Task description :: List every percentage figure that appears in the passage on UK retail in late 2021.

The UK’s first post-lockdown Autumn/Winter season has certainly been a mixed bag. ONS figures showed that the retail sector during the final quarter of 2021 grew by 6.2% compared to Q4 2020. Meanwhile, IMRG found that online retail fell by an average of 13%. In this uncharted territory, a number of new challenges have emerged which are prompting retail brands to take a fresh approach.
So, what exactly happened in Q4 2021? What did we learn, and how can we adapt? In our latest Retail Leaders Forum, David Lockwood connected with different multi-channel retailers to share insight and draw some conclusions from the season.
How online retail compared with previous years
The decrease in online retail growth relative to the total sector indicates a swing back to physical retail while pandemic restrictions were eased. Indeed, the average percentage of online retail throughout the last three months of 2021 was down to around 29%, compared with 33-34% in 2020. However, when compared with 2019 at 20%, this still represents a huge shift in consumer behaviour towards online shopping. The good news was that the majority of multi-channel retailers experienced growth, just at a smaller rate than the previous year.

Supplied material ::
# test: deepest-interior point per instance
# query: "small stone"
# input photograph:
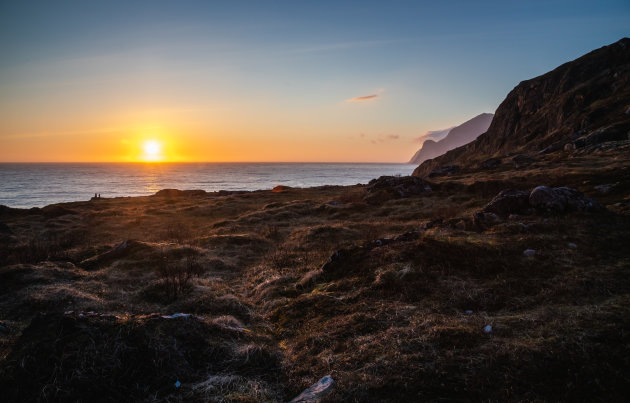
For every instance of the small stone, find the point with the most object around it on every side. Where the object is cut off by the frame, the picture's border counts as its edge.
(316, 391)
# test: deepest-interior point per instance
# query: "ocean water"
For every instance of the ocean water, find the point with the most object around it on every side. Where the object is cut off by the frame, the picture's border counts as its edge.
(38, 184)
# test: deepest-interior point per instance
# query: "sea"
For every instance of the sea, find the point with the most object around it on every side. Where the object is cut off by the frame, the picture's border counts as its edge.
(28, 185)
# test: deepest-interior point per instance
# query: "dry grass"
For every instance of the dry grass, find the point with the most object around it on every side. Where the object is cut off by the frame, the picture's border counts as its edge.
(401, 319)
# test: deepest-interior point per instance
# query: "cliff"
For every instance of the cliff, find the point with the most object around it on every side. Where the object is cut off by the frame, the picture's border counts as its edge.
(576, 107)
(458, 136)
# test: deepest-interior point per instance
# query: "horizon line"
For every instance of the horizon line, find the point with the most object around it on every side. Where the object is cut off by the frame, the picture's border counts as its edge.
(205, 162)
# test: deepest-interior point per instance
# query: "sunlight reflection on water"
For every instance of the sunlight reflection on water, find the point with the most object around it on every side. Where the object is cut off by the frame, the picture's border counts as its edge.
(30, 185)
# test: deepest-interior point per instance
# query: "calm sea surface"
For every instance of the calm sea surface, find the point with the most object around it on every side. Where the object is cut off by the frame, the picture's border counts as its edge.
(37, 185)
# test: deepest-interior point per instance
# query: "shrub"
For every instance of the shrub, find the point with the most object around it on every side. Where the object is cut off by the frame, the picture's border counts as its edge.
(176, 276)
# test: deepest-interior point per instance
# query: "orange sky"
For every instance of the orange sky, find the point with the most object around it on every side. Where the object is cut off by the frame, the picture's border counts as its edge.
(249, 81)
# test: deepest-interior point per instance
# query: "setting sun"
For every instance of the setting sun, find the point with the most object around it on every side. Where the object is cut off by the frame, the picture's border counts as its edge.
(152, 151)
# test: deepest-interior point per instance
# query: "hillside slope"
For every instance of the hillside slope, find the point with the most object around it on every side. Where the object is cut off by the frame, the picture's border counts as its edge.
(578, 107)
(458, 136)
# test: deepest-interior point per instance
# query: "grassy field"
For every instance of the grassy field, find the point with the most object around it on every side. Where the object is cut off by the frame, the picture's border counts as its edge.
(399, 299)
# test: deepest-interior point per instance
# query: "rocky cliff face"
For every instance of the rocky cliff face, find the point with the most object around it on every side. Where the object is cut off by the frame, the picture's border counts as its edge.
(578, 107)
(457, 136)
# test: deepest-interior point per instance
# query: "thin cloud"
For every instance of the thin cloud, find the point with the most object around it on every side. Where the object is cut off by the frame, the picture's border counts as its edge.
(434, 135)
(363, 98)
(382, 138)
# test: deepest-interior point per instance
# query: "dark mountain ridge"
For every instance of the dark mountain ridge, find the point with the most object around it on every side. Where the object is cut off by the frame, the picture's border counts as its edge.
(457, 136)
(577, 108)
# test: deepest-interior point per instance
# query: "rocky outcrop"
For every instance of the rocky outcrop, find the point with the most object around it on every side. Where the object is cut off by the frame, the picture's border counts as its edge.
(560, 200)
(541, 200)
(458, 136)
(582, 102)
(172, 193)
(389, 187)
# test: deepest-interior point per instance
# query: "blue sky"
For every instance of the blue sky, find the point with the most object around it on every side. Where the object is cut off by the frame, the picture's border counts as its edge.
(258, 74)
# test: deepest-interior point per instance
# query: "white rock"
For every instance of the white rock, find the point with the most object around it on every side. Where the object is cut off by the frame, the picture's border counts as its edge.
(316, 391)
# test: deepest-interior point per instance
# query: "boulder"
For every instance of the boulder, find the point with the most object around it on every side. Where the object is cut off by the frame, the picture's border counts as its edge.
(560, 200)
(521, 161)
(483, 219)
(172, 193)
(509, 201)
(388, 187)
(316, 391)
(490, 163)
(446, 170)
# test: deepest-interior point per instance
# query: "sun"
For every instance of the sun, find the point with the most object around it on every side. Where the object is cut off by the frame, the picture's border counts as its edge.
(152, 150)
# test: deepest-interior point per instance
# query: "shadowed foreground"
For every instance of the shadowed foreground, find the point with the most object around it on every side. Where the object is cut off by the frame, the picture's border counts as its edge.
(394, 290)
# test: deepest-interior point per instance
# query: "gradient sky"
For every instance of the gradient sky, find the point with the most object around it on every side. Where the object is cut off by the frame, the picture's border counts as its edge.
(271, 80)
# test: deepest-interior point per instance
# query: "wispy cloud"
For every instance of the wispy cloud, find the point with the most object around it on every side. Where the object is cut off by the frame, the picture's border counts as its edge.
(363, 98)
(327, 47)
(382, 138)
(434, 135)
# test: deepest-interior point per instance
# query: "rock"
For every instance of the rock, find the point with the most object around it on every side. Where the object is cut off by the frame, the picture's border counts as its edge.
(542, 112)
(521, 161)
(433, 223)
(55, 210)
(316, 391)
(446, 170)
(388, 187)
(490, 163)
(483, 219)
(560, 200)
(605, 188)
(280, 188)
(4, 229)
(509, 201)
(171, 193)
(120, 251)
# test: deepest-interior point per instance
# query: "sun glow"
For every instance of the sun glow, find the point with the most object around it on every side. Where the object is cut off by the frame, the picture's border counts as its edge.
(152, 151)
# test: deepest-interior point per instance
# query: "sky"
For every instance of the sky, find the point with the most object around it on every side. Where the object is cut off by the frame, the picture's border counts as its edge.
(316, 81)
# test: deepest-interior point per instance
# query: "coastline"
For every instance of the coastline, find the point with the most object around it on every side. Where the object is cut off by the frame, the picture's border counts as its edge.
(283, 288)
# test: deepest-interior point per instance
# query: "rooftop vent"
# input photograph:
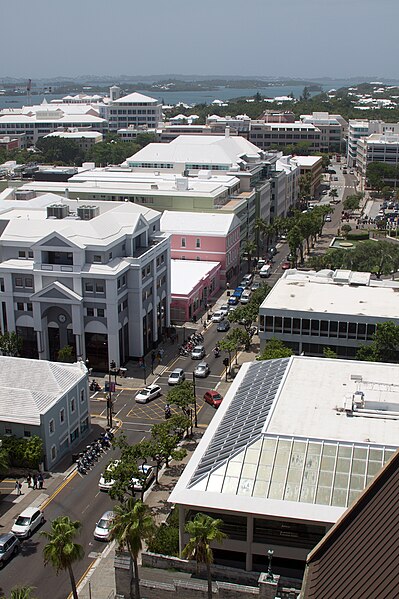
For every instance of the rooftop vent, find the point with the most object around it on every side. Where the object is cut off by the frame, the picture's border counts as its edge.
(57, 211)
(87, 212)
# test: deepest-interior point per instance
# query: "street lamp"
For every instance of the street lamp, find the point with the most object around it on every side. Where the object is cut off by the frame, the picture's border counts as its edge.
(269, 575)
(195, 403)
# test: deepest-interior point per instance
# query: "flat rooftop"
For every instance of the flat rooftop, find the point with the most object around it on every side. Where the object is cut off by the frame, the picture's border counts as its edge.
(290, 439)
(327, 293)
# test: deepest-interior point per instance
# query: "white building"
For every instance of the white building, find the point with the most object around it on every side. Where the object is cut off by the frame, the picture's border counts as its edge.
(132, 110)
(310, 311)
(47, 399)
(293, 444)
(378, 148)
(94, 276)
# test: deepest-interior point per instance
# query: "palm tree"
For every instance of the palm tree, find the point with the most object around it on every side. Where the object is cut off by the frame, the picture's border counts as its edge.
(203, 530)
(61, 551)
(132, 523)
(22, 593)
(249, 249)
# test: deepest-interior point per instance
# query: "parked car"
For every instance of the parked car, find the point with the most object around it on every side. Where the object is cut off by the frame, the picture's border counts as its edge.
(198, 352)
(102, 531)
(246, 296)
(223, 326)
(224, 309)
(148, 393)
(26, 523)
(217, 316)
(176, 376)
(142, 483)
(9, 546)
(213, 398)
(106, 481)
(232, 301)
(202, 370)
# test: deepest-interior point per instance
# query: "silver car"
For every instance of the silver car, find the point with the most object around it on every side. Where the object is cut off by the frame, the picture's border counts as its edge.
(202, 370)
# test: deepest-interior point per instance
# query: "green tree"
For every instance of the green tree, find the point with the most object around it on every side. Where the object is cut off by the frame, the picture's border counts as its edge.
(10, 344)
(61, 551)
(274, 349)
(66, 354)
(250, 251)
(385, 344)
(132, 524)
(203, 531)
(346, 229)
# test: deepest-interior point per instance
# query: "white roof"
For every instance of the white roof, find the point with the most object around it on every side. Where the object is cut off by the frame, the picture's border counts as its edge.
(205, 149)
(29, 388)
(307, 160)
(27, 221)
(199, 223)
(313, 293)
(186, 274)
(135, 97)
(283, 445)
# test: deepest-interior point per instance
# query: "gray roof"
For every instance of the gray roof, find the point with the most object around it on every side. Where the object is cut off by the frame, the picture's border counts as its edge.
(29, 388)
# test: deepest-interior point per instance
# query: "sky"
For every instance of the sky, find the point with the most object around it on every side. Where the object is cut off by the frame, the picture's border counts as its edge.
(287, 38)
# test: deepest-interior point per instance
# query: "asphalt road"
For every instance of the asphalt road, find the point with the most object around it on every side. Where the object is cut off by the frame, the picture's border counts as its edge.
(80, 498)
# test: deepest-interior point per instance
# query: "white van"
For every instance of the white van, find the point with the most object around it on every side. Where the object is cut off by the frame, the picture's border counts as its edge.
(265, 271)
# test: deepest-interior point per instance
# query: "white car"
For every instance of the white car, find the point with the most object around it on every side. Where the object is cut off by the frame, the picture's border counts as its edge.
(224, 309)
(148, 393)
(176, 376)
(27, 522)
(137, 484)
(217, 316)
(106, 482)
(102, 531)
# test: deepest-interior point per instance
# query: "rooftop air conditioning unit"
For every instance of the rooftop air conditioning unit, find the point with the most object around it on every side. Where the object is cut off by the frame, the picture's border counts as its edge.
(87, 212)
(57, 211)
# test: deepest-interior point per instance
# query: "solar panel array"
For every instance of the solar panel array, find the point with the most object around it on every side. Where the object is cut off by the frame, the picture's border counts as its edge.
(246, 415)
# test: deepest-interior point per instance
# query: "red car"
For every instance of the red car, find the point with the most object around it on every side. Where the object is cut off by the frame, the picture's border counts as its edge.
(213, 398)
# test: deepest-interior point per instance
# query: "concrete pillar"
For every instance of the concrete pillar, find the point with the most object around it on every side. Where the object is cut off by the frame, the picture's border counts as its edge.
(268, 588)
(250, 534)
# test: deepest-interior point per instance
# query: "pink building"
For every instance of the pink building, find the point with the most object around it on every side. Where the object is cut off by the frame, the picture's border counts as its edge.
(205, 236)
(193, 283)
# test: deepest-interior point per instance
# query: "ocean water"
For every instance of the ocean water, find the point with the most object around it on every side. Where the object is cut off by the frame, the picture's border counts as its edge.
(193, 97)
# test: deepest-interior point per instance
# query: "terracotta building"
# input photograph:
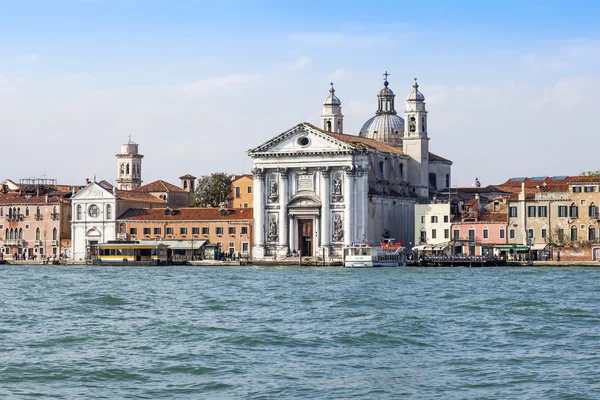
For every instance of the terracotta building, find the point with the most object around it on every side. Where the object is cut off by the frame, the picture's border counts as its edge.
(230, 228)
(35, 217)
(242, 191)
* * *
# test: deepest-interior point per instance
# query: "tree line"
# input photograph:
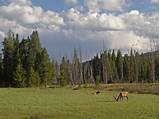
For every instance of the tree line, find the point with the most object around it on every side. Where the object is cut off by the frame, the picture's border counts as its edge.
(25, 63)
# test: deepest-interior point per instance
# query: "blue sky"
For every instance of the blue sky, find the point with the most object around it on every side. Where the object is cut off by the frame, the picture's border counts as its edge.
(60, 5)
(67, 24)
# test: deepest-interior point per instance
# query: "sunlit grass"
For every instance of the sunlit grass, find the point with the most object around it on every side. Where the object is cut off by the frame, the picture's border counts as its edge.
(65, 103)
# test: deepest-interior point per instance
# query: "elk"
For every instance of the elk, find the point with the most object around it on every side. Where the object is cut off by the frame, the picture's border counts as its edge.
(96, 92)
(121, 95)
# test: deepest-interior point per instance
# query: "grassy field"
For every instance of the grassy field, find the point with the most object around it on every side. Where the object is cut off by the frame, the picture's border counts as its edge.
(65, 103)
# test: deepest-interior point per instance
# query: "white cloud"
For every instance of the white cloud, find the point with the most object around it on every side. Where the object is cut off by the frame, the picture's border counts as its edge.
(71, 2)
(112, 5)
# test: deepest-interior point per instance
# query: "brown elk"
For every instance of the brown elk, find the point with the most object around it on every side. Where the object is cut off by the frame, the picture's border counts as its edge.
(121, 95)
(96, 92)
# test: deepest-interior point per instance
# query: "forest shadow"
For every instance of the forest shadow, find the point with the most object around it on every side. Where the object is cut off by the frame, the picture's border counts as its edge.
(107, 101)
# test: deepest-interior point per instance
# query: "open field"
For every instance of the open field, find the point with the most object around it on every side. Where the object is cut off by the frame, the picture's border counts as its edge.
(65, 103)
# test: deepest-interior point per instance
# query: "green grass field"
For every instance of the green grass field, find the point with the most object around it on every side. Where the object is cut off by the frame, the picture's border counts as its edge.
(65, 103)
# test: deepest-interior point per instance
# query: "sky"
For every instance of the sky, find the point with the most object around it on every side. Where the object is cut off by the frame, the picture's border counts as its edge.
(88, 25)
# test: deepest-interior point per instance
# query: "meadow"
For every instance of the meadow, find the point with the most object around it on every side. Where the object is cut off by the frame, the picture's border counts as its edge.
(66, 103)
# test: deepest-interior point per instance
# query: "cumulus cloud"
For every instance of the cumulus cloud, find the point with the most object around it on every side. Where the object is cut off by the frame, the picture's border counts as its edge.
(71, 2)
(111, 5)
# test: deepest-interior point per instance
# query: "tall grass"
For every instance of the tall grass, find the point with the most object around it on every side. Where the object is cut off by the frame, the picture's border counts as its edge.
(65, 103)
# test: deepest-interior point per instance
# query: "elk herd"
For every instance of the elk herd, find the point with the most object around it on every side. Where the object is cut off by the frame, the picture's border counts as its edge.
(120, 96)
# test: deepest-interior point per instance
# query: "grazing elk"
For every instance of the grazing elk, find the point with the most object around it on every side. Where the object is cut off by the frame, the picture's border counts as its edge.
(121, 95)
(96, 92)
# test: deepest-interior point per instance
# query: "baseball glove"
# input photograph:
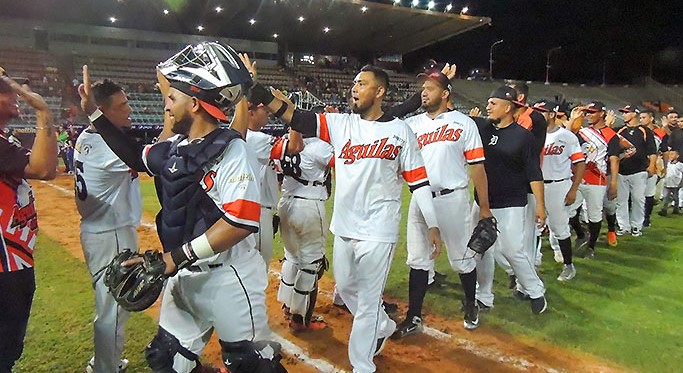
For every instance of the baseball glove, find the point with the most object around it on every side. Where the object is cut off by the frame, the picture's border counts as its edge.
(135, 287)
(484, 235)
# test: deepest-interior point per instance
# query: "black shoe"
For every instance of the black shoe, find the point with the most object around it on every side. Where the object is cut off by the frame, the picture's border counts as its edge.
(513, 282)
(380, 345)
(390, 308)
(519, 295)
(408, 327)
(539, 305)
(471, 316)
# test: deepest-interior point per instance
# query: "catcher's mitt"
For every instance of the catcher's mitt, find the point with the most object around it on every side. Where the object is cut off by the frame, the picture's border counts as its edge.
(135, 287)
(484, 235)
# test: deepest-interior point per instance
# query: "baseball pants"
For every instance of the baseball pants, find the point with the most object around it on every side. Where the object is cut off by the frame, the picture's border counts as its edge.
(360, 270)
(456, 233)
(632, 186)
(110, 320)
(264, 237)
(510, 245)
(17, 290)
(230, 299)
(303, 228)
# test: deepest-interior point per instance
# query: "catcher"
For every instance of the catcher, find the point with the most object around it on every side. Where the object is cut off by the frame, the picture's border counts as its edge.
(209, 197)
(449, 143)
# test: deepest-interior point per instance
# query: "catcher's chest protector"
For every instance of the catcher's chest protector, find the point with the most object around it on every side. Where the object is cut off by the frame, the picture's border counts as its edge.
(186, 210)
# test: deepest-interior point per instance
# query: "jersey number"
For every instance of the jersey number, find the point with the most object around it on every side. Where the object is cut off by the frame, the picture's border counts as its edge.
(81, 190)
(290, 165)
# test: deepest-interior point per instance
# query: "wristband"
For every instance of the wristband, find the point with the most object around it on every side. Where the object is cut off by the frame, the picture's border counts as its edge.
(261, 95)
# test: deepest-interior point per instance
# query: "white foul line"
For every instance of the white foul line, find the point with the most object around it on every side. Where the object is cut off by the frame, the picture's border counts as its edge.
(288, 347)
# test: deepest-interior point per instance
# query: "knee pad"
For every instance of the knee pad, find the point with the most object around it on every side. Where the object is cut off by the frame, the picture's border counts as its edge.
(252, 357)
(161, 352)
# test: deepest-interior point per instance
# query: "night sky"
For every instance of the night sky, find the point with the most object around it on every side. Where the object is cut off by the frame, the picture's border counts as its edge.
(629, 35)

Task result :: 6.2%, 13%, 29%, 33-34%, 20%